┌─ Data records
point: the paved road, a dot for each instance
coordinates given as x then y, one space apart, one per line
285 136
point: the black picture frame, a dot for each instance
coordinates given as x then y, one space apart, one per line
└─
**Exercise prompt:** Present every line of the records as a numbered list, omitting any blank lines.

**Worked answer:**
1. point: the paved road, a dot for each instance
2. coordinates given as x then y, one space apart, one per line
3. 285 136
4. point: the black picture frame, a dot for each instance
5. coordinates given as x then y, one space apart, one per line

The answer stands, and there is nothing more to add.